» **PROBLEM DETAILS**
Collect every line of the records below that contains the string "boat".

» **DATA FOR THIS TASK**
------------------------------------------------

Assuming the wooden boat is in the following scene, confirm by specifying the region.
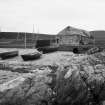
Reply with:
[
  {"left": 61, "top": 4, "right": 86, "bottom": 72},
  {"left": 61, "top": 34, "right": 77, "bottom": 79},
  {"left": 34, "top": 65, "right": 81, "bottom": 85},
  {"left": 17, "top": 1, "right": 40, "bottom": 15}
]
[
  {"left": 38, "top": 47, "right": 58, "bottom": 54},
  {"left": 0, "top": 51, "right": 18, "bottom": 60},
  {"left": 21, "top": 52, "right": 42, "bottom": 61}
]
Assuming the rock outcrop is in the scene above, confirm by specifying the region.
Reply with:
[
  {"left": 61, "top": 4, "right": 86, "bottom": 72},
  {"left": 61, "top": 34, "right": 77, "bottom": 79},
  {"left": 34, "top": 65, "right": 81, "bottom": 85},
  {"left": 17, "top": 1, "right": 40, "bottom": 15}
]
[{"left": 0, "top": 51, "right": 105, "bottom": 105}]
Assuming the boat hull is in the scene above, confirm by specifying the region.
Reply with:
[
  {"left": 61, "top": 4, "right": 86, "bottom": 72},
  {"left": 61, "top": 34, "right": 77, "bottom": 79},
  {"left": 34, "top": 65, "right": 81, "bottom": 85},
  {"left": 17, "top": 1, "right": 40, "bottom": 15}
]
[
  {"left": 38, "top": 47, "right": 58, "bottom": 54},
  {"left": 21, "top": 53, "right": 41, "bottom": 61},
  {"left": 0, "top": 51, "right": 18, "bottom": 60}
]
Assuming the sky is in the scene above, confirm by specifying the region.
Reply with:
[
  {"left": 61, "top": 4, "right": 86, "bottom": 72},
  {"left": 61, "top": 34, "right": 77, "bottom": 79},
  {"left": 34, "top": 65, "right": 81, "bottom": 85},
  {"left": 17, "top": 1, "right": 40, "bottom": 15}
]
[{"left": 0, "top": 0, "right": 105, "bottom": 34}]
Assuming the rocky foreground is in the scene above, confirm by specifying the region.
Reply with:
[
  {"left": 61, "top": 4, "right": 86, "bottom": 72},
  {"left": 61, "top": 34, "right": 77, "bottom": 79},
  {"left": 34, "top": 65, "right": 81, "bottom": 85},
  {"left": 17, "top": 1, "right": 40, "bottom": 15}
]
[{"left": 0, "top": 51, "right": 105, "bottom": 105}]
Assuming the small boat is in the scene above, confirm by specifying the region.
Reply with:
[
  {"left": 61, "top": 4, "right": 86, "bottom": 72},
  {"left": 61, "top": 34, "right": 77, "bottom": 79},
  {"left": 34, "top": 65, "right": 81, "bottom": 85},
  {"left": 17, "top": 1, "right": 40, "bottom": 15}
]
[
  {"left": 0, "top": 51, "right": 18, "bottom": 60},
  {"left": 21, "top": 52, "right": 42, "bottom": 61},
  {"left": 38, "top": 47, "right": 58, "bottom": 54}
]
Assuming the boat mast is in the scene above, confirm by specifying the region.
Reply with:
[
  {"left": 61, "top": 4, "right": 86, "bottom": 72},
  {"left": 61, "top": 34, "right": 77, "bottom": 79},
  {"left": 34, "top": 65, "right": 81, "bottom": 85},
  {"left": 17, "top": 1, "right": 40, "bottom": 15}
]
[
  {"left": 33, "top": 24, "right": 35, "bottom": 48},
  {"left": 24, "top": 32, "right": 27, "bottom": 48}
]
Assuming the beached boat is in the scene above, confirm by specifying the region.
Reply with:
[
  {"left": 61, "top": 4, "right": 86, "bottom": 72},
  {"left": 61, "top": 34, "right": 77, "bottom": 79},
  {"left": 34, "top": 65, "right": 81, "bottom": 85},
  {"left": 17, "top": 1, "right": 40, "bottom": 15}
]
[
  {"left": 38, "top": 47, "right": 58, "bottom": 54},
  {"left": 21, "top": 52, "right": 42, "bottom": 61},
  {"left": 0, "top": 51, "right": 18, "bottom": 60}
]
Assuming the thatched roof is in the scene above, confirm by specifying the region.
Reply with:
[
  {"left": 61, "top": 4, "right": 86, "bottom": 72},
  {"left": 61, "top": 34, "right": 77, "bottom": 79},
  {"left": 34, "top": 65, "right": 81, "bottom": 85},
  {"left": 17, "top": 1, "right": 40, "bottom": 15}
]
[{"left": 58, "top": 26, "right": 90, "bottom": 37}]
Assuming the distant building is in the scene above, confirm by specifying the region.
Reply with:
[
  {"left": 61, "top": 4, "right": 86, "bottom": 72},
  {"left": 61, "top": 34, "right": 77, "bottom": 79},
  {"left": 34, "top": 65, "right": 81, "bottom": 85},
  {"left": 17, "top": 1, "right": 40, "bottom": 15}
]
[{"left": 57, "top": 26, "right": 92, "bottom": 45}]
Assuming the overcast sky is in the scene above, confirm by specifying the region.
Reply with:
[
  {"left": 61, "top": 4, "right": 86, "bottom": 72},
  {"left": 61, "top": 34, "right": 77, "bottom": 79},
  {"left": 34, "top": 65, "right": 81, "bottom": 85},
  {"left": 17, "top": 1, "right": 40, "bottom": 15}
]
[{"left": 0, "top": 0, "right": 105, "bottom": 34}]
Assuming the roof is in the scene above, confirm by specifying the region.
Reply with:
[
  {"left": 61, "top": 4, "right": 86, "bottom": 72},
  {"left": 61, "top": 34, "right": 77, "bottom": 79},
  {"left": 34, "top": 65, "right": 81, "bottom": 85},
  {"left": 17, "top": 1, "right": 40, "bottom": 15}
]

------------------------------------------------

» **REPLY TO THE TASK**
Assuming the wooden boat is in the following scene, confirm by specifying the region.
Assuming the boat hull is in the scene above, confirm by specifying the region.
Assuming the small boat is in the scene above, confirm by specifying the region.
Assuming the boat mast is in the scene above, confirm by specifying the region.
Assuming the beached boat is in the scene above, confirm by specifying the region.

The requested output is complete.